# CPU + motherboard + cooler queries



## macho84 (Oct 22, 2011)

. What is the purpose of the computer? (Note: If you are planning to say multimedia, you will have to be more specific as all types of systems are capable of doing that)
Aure gaming and extreme video conversion Ie all FULLHD 

2. Are you open to alternate ideas/products giving similar better performance but offering more VFM/ sellers? If not- why?
A: Always

3. What is your MAX budget?
A:30k

4. Planning to overclock?
A:To the extreme when i can and needed

5. Which OS are you planning to use?
A:Win 7 64 bit

6. How much hard drive space is needed?
A:Already own

7. What resolution will the screen run at & whats the size of the screen you want? If you already want have one and want to use it, mention its resolution and size.
A: 23 inch full hd using

8. How would you rate your hardware knowledge from the count of 1-10? (1 being the lowest, 5 being you are somewhat in sync with the current performers and 10 being the highest)
A:8

9. Have you ever built a desktop before or will this be done by an assembler?
A:Current one in my signature is my own build

10. When are you planning to buy the system?
A: Immediate

11. Are you one of the types looking out for "future proof" configurations?
A:Yes 3 years atleast

12. Are there going to be any components that you don't want to include in this new rig? If yes, do mention.
A:case , hdd, power supply ( I only neeed cpu , motherbaord and ram)

13. Which city do you live in and are you open to buying from shops from other city/states?
A:Chennai

14. Mention any other points if deemed necessary
A: I5 2500k extreme clocking capable and stable motherboard needed. I am getting 2500k for 12.3k is that fine.  And gene-z i choose instead of z68 v . Pro and v not sure why 2k difference. 










Hi guys i wanted to upgrade cpu and motherboard.

Recorded data
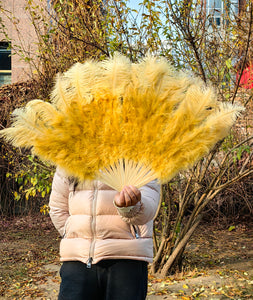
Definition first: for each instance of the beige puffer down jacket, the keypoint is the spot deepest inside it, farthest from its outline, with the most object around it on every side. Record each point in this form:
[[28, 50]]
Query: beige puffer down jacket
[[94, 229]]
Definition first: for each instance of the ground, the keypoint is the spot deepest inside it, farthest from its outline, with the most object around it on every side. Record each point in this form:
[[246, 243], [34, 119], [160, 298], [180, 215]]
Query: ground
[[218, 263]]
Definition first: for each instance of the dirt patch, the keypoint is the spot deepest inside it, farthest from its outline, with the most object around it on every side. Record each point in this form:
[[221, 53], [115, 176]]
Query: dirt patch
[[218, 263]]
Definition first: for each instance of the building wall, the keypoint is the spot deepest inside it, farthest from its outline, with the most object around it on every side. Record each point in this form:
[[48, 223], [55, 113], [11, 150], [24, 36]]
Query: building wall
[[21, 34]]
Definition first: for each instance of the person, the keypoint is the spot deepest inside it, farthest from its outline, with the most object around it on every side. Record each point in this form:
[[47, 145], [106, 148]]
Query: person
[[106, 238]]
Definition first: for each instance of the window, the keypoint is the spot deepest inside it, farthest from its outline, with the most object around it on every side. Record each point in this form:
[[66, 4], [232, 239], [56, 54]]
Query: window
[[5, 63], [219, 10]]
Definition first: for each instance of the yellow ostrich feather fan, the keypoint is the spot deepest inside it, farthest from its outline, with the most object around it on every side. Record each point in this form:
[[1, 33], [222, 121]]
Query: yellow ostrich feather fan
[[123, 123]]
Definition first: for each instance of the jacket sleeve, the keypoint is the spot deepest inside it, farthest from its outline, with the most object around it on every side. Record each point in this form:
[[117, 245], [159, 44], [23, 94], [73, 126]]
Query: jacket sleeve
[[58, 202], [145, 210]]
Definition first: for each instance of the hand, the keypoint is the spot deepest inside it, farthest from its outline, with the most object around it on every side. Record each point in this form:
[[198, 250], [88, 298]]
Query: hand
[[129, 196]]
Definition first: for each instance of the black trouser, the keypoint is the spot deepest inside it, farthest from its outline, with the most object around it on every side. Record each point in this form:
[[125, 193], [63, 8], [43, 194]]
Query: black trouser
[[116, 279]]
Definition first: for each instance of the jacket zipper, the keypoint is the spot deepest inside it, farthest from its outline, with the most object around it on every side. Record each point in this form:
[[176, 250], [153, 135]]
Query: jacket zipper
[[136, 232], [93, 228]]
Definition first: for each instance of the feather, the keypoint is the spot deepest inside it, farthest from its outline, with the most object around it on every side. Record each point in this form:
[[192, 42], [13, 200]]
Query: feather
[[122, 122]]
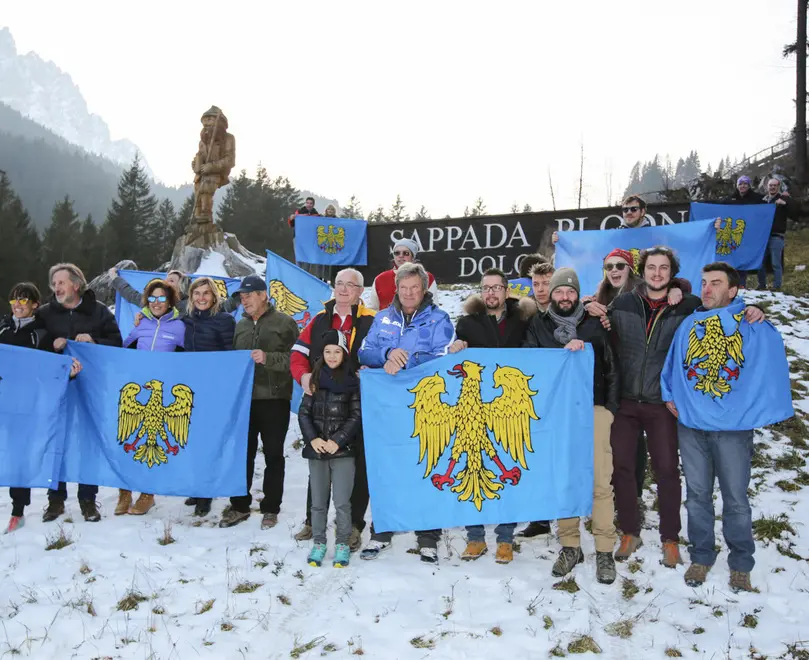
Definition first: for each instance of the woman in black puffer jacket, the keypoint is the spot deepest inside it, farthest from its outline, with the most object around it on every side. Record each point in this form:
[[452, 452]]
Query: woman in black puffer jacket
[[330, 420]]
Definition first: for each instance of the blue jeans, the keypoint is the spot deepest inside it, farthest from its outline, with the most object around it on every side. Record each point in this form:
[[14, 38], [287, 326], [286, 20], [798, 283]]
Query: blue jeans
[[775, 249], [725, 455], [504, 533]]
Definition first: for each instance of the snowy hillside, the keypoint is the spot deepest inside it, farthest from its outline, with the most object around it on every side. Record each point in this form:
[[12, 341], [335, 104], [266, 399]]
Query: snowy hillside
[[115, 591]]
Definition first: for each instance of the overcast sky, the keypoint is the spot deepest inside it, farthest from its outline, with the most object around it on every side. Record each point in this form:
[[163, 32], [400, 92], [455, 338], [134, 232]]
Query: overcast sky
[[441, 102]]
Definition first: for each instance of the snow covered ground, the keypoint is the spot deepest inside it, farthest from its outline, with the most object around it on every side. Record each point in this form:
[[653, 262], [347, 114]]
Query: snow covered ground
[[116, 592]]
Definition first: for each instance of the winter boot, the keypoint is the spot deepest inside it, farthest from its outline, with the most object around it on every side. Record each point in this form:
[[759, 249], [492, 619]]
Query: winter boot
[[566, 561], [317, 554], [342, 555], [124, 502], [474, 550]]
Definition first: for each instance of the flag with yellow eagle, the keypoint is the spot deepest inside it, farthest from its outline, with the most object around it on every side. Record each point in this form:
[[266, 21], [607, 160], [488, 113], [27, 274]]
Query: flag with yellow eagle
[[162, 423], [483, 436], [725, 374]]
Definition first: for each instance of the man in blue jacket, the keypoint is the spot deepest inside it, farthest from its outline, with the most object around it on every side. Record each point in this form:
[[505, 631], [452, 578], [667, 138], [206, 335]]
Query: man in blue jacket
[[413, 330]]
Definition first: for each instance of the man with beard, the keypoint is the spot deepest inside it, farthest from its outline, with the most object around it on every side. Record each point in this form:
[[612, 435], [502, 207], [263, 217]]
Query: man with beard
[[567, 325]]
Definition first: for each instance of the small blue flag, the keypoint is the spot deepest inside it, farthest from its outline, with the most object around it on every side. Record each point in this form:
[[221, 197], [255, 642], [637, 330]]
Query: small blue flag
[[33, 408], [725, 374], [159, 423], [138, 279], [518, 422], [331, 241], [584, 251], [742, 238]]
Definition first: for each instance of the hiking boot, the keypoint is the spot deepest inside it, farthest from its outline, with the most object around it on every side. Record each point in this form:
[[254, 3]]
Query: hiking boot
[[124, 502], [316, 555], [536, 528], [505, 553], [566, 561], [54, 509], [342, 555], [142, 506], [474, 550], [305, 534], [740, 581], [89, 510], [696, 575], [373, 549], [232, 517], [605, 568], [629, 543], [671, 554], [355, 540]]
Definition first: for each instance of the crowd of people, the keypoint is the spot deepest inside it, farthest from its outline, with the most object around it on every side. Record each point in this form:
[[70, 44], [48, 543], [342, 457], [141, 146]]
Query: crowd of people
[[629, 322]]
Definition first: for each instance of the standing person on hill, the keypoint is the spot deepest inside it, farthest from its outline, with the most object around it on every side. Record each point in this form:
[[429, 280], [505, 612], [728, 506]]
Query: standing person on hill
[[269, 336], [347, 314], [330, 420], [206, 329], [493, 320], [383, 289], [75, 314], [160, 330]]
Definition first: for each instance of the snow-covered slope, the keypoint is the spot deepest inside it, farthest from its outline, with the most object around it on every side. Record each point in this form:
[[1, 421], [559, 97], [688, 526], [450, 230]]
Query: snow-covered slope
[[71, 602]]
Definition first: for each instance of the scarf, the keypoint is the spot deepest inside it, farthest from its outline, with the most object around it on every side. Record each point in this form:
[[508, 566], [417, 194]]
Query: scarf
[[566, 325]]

**Exercise:** Continue the forum thread about CPU, motherboard, and cooler choices, picking up right after its last sentence.

**Result of this exercise:**
I choosen i5 2500k and gene-z wanted to know all z68 can i overclock to 4.5ghz or only gene-z whats the max safe freequency for stock heat sink

Also let me know the difference between asus z68 v and v pro which should i choose.

Is there any disadvantage on atx and matx kindly let me know.

Would atx have enough space for gpu crossfire and sli and could have big heatsink.

I am owning nzxt case basic one its cool and had 5 fans

Using a 600 watt smps and own a hd5770 with currently running e5800 cpu feels bit slow for current reqs


----------



## Tech_Wiz (Oct 22, 2011)

Fill the Template and ask it here -->PC Components / Configurations - Digit Technology Discussion Forum


----------



## macho84 (Oct 22, 2011)

I had updated the questionare kindly let me know the best combination.


----------



## Cilus (Oct 22, 2011)

Intel Core i5 2500K @ 11K
MSI Z68A-GD55 (Full ATX with SLI and CF support) @ 9.5K
Gskill F3-12800CL9S-4GBXL 4GB X 2 1600 MHz DDR3 @ 3.3K

Total = 23.8K.

BTW, CM Extreme Plus is not a good PSU and not recommended with high end configs like what you're going to build. So I suggest you to get a good PSU like Corsair GS600 600W PSU @ 4K.


----------



## macho84 (Oct 22, 2011)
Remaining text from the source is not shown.